## Görevler
1/ Ekonomik kriz beklentileri üzerine yazıdan "Paleantolog" ifadesinden "paralellerine dikkati çekiyordu.." ifadesine kadar, bu ifade de dahil, olan kısmı aynen alıntılar mısın?
2/ Ekonomik kriz beklentileri üzerine yazıya göre şu soruları yanıtlar mısın?
(a) Stephan Jay Gould'un adı geçen çalışmasının adı nedir?
(b) Mandel hangi iki ülkenin tarım reformlarına değinmiştir?
(c) Yavaş giden bir arabayı hızlandırmak için ne yeterlidir?
3/ Ekonomik kriz beklentileri üzerine yazıyı son cümlesinden sonra sürdürür müsün?

## Metin Bölümü
Bu çocuksu
beklentiler ve stratejiler iki bakımdan yanlıştır.
Birincisi, Bloğun Türk Sosyalistleri kanadının hatası, özelleştirmeciliğe, IMF’ye, Avrupa Birliği’ne karşı propagandaya yeterli ağırlık vermemekte değil, aksine demokrasiyi ikinci plana atışındaydı.
Ama bu
yazıda esas ele almak istediğimiz sorun
başka. Yanlışın ikinci yanı. Yani, ekonomik krizin ağırlığının kısa zaman sonra
AKP iktidarının yıpranması ve yığınların ondan uzaklaşması sonucunu yaratacağı
beklentisidir.
Bu beklenti
bir yanıyla, 1930’lar Almanya’sında, Faşistlerin iktidarını devrim öncesinin
son aşaması olarak görmeye benzer. Ama bundan daha derin başka bir metodolojik
yanılgı vardır. Çökkün ve dibe vurmuş bir toplumda kitleleri memnun etmenin çok
daha kolay olduğunu görmez.
Yavaş giden
bir arabayı hızlandırmak için, küçük bir güç uygulamanız yeter. Ama hız
arttıkça hızda aynı oranda bir yükseliş sağlamak için, giderek büyüyen oranda
bir güç harcamak gerekir. Bu mekanik yasallığın benzeri doğa ve toplumda da
vardır.
Paleantolog
ve denemeci Stephan Jay Gould, “Dolu Ev” adlı çalışmasında olanakların çokluğu
ve tüketilmesini, oyun teknikleri ve fizik geliştikçe sayı yapmanın zorlaştığını
gösteriyor ve bunun doğa ve toplumdaki paralellerine dikkati çekiyordu..
Mandel,
benzer bir soruna, Çin ve Rusya’nın Tarım reformları bağlamında değinmişti. Aynı
tedbirler Çin ekonomisi ve tarımı çok geri olduğu için, orada bu muazzam bir
üretim artışı ve zenginleşmeye yol açarken, Rusya’nın makineleşmiş tarımında
hiçbir ilerleme sağlanamıyordu.

## Veri Bölümü
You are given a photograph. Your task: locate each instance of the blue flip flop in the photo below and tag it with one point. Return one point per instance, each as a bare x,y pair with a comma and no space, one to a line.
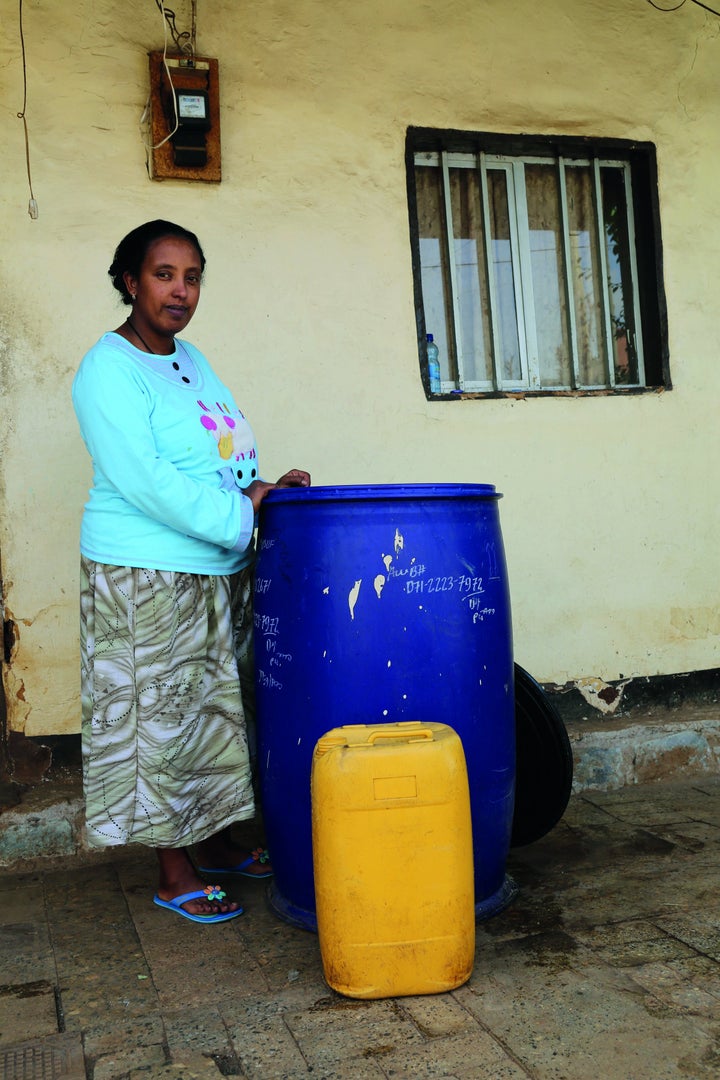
259,855
212,892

## Görevlere Göre Yanıtlar
1/
Paleantolog
ve denemeci Stephan Jay Gould, “Dolu Ev” adlı çalışmasında olanakların çokluğu
ve tüketilmesini, oyun teknikleri ve fizik geliştikçe sayı yapmanın zorlaştığını
gösteriyor ve bunun doğa ve toplumdaki paralellerine dikkati çekiyordu..

2/
(a) "Dolu Ev"
(b) Çin ve Rusya
(c) Küçük bir güç uygulamak

3/
Türkiye
Sosyalist hareketinden bir örnek. 1970’lerin ortasında başlayan radikalleşme
dalgasında, en küçük bir grup bile, küçük bir çabayla, binlerce taraftar
kazanabiliyordu. Ama potansiyel taraftar kitlesi kazanılıp paylaşıldıktan
sonra, yeni bir grup veya hareketin bırakalım aynı hızı, yeni taraftar
kazanması bile olanaksız hale gelmiştir. Çünkü artık boş bir alanın fethi
değil, paylaşılmış bir alana girmek söz konusudur. Her hangi bir sosyalist
hareketin bir saman yangını gibi büyümesi için, tam bir çözülüş veya
fethedilmemiş yeni bir kuşak ve radikalleşme gerektirir. (AKP tam da bu
mekanizmayla birinci parti olabilmiştir.)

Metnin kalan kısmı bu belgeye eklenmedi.